- _EXERCISE REQUIREMENTS_:
Pull out every row below that contains the string "gondola". Case matters.

(Outline records)

════

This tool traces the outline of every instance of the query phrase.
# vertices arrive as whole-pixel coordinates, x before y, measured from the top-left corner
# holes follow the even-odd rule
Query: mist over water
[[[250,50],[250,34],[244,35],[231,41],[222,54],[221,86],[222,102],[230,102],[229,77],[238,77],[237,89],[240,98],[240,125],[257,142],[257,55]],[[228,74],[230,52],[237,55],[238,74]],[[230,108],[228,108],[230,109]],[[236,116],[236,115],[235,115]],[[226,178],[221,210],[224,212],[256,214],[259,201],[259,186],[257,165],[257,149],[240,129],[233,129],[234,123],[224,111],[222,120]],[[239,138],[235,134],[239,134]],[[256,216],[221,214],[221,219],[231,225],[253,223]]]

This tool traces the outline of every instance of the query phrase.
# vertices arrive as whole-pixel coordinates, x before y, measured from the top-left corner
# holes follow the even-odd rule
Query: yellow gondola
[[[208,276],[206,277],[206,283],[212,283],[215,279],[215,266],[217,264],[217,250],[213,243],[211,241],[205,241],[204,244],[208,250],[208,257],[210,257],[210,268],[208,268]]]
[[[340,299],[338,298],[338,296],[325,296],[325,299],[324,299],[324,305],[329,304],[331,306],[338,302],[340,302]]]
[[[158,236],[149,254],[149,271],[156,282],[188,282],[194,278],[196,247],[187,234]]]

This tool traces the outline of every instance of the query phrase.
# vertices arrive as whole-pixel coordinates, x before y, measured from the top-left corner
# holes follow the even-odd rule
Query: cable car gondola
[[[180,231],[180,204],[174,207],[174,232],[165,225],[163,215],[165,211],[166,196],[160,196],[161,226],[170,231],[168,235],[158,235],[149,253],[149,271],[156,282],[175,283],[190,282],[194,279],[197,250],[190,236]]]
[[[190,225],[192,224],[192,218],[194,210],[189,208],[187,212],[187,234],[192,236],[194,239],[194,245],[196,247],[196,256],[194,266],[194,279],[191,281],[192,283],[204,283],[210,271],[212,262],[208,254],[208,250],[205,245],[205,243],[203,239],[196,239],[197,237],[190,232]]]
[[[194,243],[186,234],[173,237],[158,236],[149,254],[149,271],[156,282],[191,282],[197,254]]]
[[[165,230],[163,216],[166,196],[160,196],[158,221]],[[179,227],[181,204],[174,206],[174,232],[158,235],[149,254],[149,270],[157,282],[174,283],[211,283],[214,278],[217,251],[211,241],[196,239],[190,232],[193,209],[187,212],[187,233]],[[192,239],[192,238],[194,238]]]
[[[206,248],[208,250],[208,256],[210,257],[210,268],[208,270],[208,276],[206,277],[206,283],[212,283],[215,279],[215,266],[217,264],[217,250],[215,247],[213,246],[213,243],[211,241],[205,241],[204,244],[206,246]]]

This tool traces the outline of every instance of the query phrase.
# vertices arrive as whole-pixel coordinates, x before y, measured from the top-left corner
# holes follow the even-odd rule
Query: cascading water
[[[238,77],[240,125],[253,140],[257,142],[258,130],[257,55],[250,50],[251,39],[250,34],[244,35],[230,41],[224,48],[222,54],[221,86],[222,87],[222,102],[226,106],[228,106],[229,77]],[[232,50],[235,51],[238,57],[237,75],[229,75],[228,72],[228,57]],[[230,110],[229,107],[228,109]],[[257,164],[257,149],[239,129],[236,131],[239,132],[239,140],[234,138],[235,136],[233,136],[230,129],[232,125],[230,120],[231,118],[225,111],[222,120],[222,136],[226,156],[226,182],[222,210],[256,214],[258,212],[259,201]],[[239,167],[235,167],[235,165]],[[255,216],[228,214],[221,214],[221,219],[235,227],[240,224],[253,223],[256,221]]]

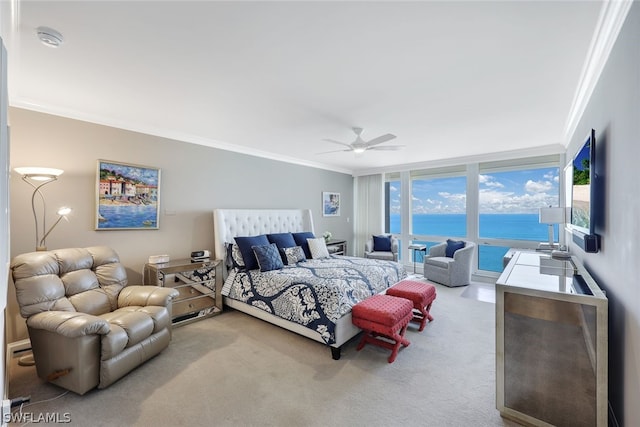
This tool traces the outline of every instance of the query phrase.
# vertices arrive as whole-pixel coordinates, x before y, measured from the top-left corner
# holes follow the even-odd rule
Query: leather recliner
[[[128,286],[111,248],[31,252],[11,262],[38,376],[78,394],[105,388],[171,340],[172,288]]]

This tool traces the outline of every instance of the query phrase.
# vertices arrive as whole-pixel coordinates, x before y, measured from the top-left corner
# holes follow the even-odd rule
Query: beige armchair
[[[18,255],[11,273],[45,381],[78,394],[105,388],[169,345],[178,292],[128,286],[110,248]]]
[[[424,257],[424,277],[446,286],[468,285],[475,247],[473,242],[464,242],[463,248],[451,253],[450,247],[447,253],[447,242],[432,246]]]
[[[387,236],[376,236],[376,237],[387,237]],[[390,250],[380,250],[375,246],[374,237],[371,236],[364,244],[364,257],[365,258],[373,258],[373,259],[382,259],[387,261],[398,261],[398,239],[393,236],[389,236],[390,238]],[[385,248],[386,249],[386,248]]]

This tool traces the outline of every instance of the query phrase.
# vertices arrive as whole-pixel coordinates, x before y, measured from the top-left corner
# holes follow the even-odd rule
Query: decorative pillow
[[[309,244],[311,258],[329,258],[329,251],[327,250],[327,244],[324,242],[324,237],[318,237],[317,239],[307,239],[307,243]]]
[[[375,252],[391,252],[391,236],[373,236]]]
[[[269,239],[269,243],[275,243],[278,249],[292,248],[296,246],[296,241],[293,240],[293,235],[291,233],[267,234],[267,239]]]
[[[301,261],[306,261],[307,257],[304,256],[304,251],[300,246],[294,246],[293,248],[280,249],[280,255],[285,265],[293,265]]]
[[[275,243],[266,246],[253,246],[252,249],[258,260],[260,271],[280,270],[284,267]]]
[[[246,269],[255,270],[258,268],[258,260],[256,259],[251,247],[268,245],[269,240],[267,239],[267,236],[261,234],[259,236],[236,237],[235,241],[238,244],[240,253],[242,254],[242,259],[244,260],[244,266]]]
[[[302,247],[304,255],[307,257],[307,259],[311,258],[311,251],[309,251],[309,244],[307,243],[307,239],[315,239],[316,236],[314,236],[310,231],[291,234],[293,234],[293,240],[295,240],[296,245]]]
[[[462,240],[447,239],[447,249],[444,254],[447,258],[453,258],[453,254],[458,250],[464,248],[464,242]]]
[[[242,259],[242,253],[240,253],[238,245],[235,243],[226,243],[225,247],[227,248],[227,258],[225,262],[227,268],[244,269],[244,260]]]

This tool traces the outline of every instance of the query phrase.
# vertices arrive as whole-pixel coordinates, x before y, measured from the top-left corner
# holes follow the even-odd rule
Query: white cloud
[[[524,189],[529,193],[544,193],[553,188],[553,184],[549,181],[527,181]]]

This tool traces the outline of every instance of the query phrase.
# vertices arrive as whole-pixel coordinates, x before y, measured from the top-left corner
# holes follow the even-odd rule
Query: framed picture
[[[157,230],[160,169],[98,160],[96,230]]]
[[[322,216],[340,216],[340,193],[322,192]]]

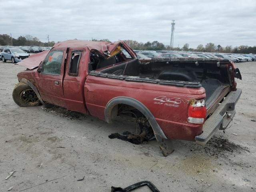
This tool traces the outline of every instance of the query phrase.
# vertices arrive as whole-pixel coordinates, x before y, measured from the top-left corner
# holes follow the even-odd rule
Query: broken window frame
[[[50,55],[51,54],[52,54],[54,52],[62,52],[62,61],[61,61],[61,64],[60,64],[60,73],[49,73],[49,72],[44,72],[44,65],[45,64],[45,62],[46,62],[46,62],[47,62],[48,61],[48,60],[49,59],[49,57],[50,56]],[[64,56],[64,52],[63,50],[54,50],[54,51],[52,51],[49,52],[49,53],[48,53],[48,54],[46,56],[46,57],[44,59],[44,61],[42,62],[42,70],[41,73],[42,74],[46,74],[46,75],[54,75],[54,76],[60,76],[61,75],[61,69],[62,69],[61,68],[62,68],[62,65],[63,56]]]
[[[78,68],[79,67],[79,63],[80,62],[80,59],[81,58],[81,57],[82,56],[82,51],[75,50],[72,51],[70,53],[70,58],[69,58],[69,61],[68,62],[68,74],[70,76],[78,76]],[[77,66],[76,66],[76,73],[71,73],[70,70],[71,67],[71,60],[72,59],[72,55],[73,55],[73,54],[75,53],[78,53],[79,54],[79,58],[78,58],[78,60],[77,61]]]

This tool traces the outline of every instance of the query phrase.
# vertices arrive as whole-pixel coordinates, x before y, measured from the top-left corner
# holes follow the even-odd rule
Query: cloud
[[[190,47],[256,44],[255,0],[8,0],[1,4],[0,34],[30,34],[42,41],[132,39]]]

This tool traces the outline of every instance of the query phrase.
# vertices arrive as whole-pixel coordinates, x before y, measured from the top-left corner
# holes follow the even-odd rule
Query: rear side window
[[[60,74],[63,57],[63,51],[54,51],[49,53],[43,62],[42,73]]]
[[[68,74],[77,76],[78,74],[78,66],[82,52],[80,51],[72,52],[68,66]]]

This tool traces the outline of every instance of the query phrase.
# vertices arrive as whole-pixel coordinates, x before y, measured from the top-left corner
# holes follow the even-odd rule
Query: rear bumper
[[[215,132],[219,130],[225,129],[236,114],[235,106],[240,98],[242,90],[237,89],[236,91],[231,92],[215,111],[206,120],[203,126],[203,133],[196,136],[196,142],[204,146],[213,136]],[[231,115],[228,118],[226,113]]]

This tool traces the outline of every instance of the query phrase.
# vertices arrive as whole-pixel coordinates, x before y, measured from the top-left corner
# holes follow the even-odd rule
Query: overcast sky
[[[46,42],[77,38],[157,40],[174,47],[256,45],[256,0],[0,0],[0,34]]]

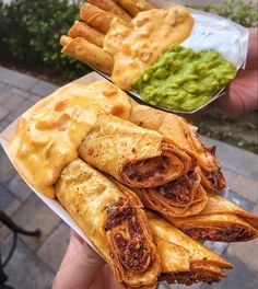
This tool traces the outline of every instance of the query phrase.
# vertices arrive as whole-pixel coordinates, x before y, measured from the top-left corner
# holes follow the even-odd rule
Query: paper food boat
[[[85,83],[90,84],[92,82],[103,80],[104,78],[97,74],[96,72],[92,72],[86,74],[83,78],[80,78],[73,82],[79,83]],[[69,84],[69,83],[68,83]],[[64,86],[62,86],[64,88]],[[62,89],[61,88],[61,89]],[[58,91],[58,90],[57,90]],[[47,95],[46,95],[47,96]],[[0,143],[3,147],[3,150],[5,151],[8,158],[12,162],[13,166],[19,172],[17,167],[14,164],[14,160],[11,158],[9,149],[8,149],[8,142],[11,140],[16,131],[16,126],[20,120],[21,116],[16,118],[5,130],[2,131],[0,135]],[[20,173],[20,172],[19,172]],[[21,174],[20,174],[21,175]],[[69,216],[69,213],[63,209],[63,207],[60,205],[60,203],[57,199],[51,199],[43,194],[40,194],[38,190],[36,190],[22,175],[21,177],[23,181],[33,189],[33,192],[52,210],[55,211],[70,228],[72,228],[81,238],[83,238],[86,243],[94,248],[94,245],[91,243],[91,241],[87,239],[87,236],[82,232],[82,230],[79,228],[79,226],[73,221],[73,219]],[[94,248],[95,250],[95,248]],[[96,250],[95,250],[96,251]],[[99,253],[98,253],[99,254]]]
[[[168,8],[175,3],[177,4],[191,4],[194,1],[165,1],[165,0],[148,0],[155,8]],[[237,70],[245,67],[248,49],[248,36],[249,32],[247,28],[241,26],[239,24],[221,18],[216,14],[208,13],[200,10],[190,9],[191,15],[195,19],[195,26],[191,35],[183,43],[181,46],[187,48],[192,48],[195,50],[209,50],[214,49],[224,56],[227,60],[232,61]],[[93,68],[94,69],[94,68]],[[96,69],[94,69],[97,71]],[[110,77],[101,73],[104,78],[110,80]],[[220,99],[225,92],[225,88],[219,91],[209,102],[199,106],[191,112],[184,111],[173,111],[165,109],[159,106],[151,105],[145,102],[141,96],[132,91],[128,91],[129,95],[145,105],[168,112],[176,113],[179,115],[192,115],[203,108],[209,104]]]
[[[73,82],[75,83],[85,83],[90,84],[92,82],[98,81],[98,80],[104,80],[104,78],[96,72],[92,72],[86,74],[85,77],[82,77]],[[69,85],[68,83],[67,85]],[[66,86],[66,85],[64,85]],[[64,86],[60,88],[59,90],[63,89]],[[58,92],[58,90],[56,91]],[[19,124],[21,116],[17,117],[11,125],[9,125],[5,130],[3,130],[0,134],[0,143],[2,144],[2,148],[4,152],[7,153],[8,158],[10,159],[11,163],[13,166],[16,169],[17,173],[20,174],[17,167],[14,164],[14,160],[12,159],[9,148],[8,148],[8,142],[9,140],[13,139],[15,136],[16,127]],[[94,247],[92,242],[87,239],[87,236],[83,233],[83,231],[80,229],[80,227],[75,223],[75,221],[70,217],[70,215],[66,211],[66,209],[60,205],[60,203],[57,199],[51,199],[43,194],[40,194],[35,187],[33,187],[24,177],[22,174],[20,176],[23,178],[23,181],[32,188],[32,190],[52,210],[56,212],[57,216],[59,216],[71,229],[73,229],[85,242],[93,247],[96,252],[97,250]],[[226,197],[227,194],[227,188],[224,189],[223,195]],[[98,253],[98,252],[97,252]],[[98,253],[99,254],[99,253]]]

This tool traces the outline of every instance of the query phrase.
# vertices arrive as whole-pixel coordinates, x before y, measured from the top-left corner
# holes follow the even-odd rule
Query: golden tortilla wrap
[[[113,57],[97,45],[87,42],[83,37],[71,38],[61,36],[62,54],[74,57],[80,61],[107,74],[112,73]]]
[[[103,47],[105,35],[99,31],[89,26],[84,22],[75,21],[68,32],[68,36],[72,38],[83,37],[92,44]]]
[[[145,212],[161,256],[160,280],[188,286],[197,281],[212,284],[225,277],[224,268],[233,267],[154,212]]]
[[[226,181],[215,158],[215,151],[201,143],[196,127],[177,115],[134,103],[131,105],[130,122],[157,130],[188,154],[194,154],[198,161],[197,171],[201,176],[202,186],[214,193],[223,190]]]
[[[200,176],[195,172],[160,187],[132,190],[144,207],[171,217],[198,215],[207,204],[207,193],[200,185]]]
[[[154,130],[99,115],[79,149],[89,164],[131,187],[155,187],[192,170],[192,159]]]
[[[90,26],[98,30],[99,32],[106,34],[110,27],[112,21],[115,18],[117,18],[117,15],[85,2],[81,7],[80,18],[87,25],[90,25]]]
[[[56,194],[119,282],[128,287],[156,282],[160,257],[133,193],[77,159],[62,171]]]
[[[208,195],[207,206],[198,216],[164,218],[199,240],[245,242],[258,236],[258,217],[215,194]]]
[[[114,13],[122,20],[130,22],[131,16],[113,0],[87,0],[92,5],[98,7],[107,12]]]
[[[142,11],[151,10],[153,7],[145,0],[115,0],[133,18]]]

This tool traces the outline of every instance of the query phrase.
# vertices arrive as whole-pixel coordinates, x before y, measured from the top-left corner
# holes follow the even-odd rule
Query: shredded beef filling
[[[218,169],[218,170],[212,171],[212,172],[208,172],[208,171],[202,170],[202,173],[208,178],[208,181],[212,183],[212,185],[215,188],[222,189],[225,186],[225,178],[221,172],[221,169]]]
[[[206,148],[212,155],[215,157],[216,146],[212,146],[210,148]]]
[[[189,172],[188,174],[159,187],[159,193],[174,203],[185,205],[191,199],[191,192],[196,181],[197,173]]]
[[[184,284],[186,286],[191,286],[195,282],[207,282],[213,284],[220,281],[220,276],[211,276],[211,275],[202,275],[197,271],[178,271],[178,273],[169,273],[162,274],[160,276],[160,281],[166,281],[167,284]]]
[[[106,212],[105,231],[120,226],[124,221],[128,222],[130,239],[125,239],[121,233],[117,233],[114,236],[122,265],[131,270],[143,270],[151,253],[145,246],[145,240],[136,217],[136,210],[130,206],[129,201],[120,198],[118,201],[110,204],[106,208]]]
[[[168,159],[166,157],[157,157],[138,161],[136,163],[129,163],[125,167],[125,172],[131,180],[138,182],[149,181],[157,175],[161,177],[168,170]]]
[[[241,242],[251,238],[251,232],[239,226],[230,228],[191,228],[184,230],[195,240],[210,240],[218,242]]]

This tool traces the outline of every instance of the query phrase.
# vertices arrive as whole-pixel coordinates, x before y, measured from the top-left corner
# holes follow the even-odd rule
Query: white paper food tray
[[[103,80],[103,79],[104,78],[101,77],[99,74],[97,74],[96,72],[92,72],[92,73],[86,74],[85,77],[82,77],[82,78],[73,81],[73,82],[80,82],[80,83],[86,83],[87,84],[87,83],[92,83],[92,82],[95,82],[97,80]],[[64,86],[62,86],[62,88],[64,88]],[[19,172],[19,170],[14,165],[14,161],[12,160],[10,152],[9,152],[9,149],[8,149],[8,141],[14,137],[15,131],[16,131],[16,126],[17,126],[20,118],[21,118],[21,116],[19,118],[16,118],[8,128],[5,128],[5,130],[3,130],[2,134],[0,134],[0,143],[2,144],[3,150],[5,151],[8,158],[10,159],[10,161],[12,162],[13,166],[16,169],[17,172]],[[87,239],[87,236],[82,232],[82,230],[79,228],[79,226],[73,221],[73,219],[69,216],[69,213],[63,209],[63,207],[60,205],[60,203],[57,199],[51,199],[51,198],[44,196],[43,194],[37,192],[22,175],[21,175],[21,177],[33,189],[33,192],[52,211],[55,211],[70,228],[72,228],[81,238],[83,238],[91,247],[93,247],[95,250],[94,245],[91,243],[91,241]]]
[[[73,82],[75,83],[92,83],[98,80],[104,80],[102,76],[99,76],[96,72],[92,72],[86,74],[85,77],[82,77]],[[70,83],[68,83],[70,84]],[[67,84],[67,85],[68,85]],[[64,85],[66,86],[66,85]],[[62,88],[64,88],[62,86]],[[62,89],[60,88],[60,89]],[[59,90],[60,90],[59,89]],[[58,91],[58,90],[57,90]],[[56,91],[56,92],[57,92]],[[47,95],[48,96],[48,95]],[[28,108],[30,109],[30,108]],[[0,134],[0,143],[7,153],[8,158],[12,162],[13,166],[19,172],[17,167],[14,164],[14,160],[12,159],[9,149],[8,149],[8,142],[9,140],[13,139],[15,131],[16,131],[16,126],[20,120],[21,116],[17,117],[9,127],[7,127],[1,134]],[[19,172],[20,174],[20,172]],[[94,247],[93,243],[87,239],[87,236],[83,233],[83,231],[80,229],[80,227],[75,223],[75,221],[70,217],[70,215],[66,211],[66,209],[60,205],[60,203],[57,199],[51,199],[43,194],[40,194],[37,189],[35,189],[23,176],[20,174],[20,176],[23,178],[23,181],[32,188],[32,190],[52,210],[56,212],[57,216],[59,216],[71,229],[73,229],[92,248],[94,248],[96,252],[97,250]],[[226,197],[227,194],[227,187],[224,189],[223,195]],[[99,252],[97,252],[99,254]]]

════

- _SOLUTION FOR THIS EXERCISE_:
Query: yellow gondola
Query: cable car gondola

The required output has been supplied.